### Work to do
Swap "parked car" for "stopped car" in the records from the line with "of the oculus" up to and including the line with "pixel 335 77". Give back only those lines, with nothing else altered.

--- Start Records for processing ---

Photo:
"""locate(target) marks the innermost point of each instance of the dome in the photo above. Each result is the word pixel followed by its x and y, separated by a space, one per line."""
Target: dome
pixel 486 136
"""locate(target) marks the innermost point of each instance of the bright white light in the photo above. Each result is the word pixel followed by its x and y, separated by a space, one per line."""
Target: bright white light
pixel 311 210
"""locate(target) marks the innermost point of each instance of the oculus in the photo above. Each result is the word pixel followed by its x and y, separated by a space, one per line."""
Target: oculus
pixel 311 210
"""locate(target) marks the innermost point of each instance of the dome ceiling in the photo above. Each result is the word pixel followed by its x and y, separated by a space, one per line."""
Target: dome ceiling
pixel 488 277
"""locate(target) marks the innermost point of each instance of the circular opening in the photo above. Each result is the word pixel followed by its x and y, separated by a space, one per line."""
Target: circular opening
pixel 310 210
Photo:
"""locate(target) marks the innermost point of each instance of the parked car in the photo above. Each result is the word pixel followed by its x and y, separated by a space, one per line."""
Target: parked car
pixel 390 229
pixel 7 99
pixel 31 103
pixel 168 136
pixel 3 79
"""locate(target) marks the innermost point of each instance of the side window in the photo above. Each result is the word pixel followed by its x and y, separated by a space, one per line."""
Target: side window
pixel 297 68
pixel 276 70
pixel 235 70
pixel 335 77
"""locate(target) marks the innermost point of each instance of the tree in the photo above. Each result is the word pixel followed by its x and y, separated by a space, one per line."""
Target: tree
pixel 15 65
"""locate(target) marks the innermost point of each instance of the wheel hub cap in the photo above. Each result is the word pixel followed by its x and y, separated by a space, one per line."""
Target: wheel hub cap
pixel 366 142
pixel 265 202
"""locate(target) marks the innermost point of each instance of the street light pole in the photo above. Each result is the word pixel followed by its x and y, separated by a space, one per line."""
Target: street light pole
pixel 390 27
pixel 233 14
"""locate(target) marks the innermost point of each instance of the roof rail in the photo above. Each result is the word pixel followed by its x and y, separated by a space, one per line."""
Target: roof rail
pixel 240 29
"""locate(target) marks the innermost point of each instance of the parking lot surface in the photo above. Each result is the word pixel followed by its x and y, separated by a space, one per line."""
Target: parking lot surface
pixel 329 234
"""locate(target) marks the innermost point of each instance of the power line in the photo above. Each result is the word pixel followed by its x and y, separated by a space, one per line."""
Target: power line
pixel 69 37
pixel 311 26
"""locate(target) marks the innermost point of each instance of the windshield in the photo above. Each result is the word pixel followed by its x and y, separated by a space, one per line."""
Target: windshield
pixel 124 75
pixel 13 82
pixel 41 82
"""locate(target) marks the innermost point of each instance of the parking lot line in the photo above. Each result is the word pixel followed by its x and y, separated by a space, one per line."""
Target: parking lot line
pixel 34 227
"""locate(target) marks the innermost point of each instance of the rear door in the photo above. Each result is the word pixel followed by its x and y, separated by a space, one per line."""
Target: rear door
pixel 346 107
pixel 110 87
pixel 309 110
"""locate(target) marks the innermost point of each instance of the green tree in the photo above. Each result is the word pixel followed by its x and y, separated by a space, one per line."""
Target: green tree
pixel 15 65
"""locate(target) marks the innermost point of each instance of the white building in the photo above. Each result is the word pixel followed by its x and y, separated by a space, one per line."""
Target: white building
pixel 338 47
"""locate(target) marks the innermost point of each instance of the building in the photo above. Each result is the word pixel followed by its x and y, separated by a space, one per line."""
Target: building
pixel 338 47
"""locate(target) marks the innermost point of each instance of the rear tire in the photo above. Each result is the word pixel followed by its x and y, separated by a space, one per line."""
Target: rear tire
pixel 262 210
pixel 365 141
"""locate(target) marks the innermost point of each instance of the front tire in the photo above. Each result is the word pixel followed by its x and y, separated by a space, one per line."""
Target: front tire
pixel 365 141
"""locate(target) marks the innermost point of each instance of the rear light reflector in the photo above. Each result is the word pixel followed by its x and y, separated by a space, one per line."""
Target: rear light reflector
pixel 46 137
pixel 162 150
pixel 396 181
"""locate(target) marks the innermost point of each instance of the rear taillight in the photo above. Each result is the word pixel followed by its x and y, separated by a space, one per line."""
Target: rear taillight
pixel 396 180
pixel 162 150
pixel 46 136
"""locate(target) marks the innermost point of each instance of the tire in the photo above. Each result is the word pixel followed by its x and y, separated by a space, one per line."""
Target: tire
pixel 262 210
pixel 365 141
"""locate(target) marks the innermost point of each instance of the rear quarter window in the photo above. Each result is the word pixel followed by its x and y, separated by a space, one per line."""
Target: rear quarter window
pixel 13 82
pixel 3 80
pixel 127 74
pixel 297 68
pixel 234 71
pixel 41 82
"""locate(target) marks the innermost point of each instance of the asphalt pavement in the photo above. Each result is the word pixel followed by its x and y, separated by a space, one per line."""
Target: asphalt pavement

--- End Records for processing ---

### Output for this exercise
"""locate(target) marks the innermost point of each instance of the oculus in the photo above. Each result is the word pixel followed by its x and y, separated by a space, one per line."""
Target: oculus
pixel 311 210
"""locate(target) marks the innermost point of each instance of the dome ceiling in the photo above. Each result is the word pixel followed by its x and y, separated by a space, one per line."""
Target: dome ceiling
pixel 488 277
"""locate(target) marks the innermost point of each instance of the circular opening in the photo above. Each result is the word pixel followed by its x and y, separated by a space, one per line."""
Target: circular opening
pixel 310 210
Photo:
"""locate(target) marks the innermost point of each instance of the stopped car in the photo above. Each result is the word pixel followed by its x and y, separated by a space, one per line."""
Target: stopped car
pixel 390 229
pixel 7 99
pixel 31 103
pixel 168 136
pixel 3 79
"""locate(target) marks the innermost point of each instance of the side window in the photo above. Each result is the word pixel followed by its x and y, separated by a space, one per line."""
Target: side window
pixel 297 68
pixel 276 70
pixel 235 70
pixel 335 77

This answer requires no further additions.